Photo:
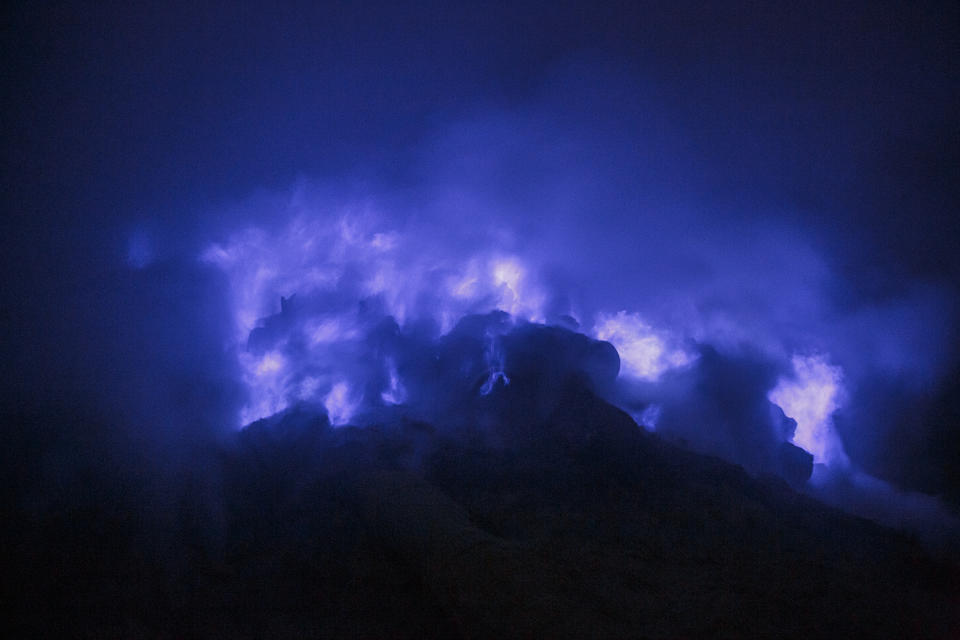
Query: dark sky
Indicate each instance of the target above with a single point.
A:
(837, 119)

◆ **Instructions for the task**:
Locate "Query: dark sky" in the material, then quote the line that contains it and all lines after it through the final one.

◆ **Task solution**:
Query: dark sky
Indicate each instance of the target above with a single point.
A:
(837, 119)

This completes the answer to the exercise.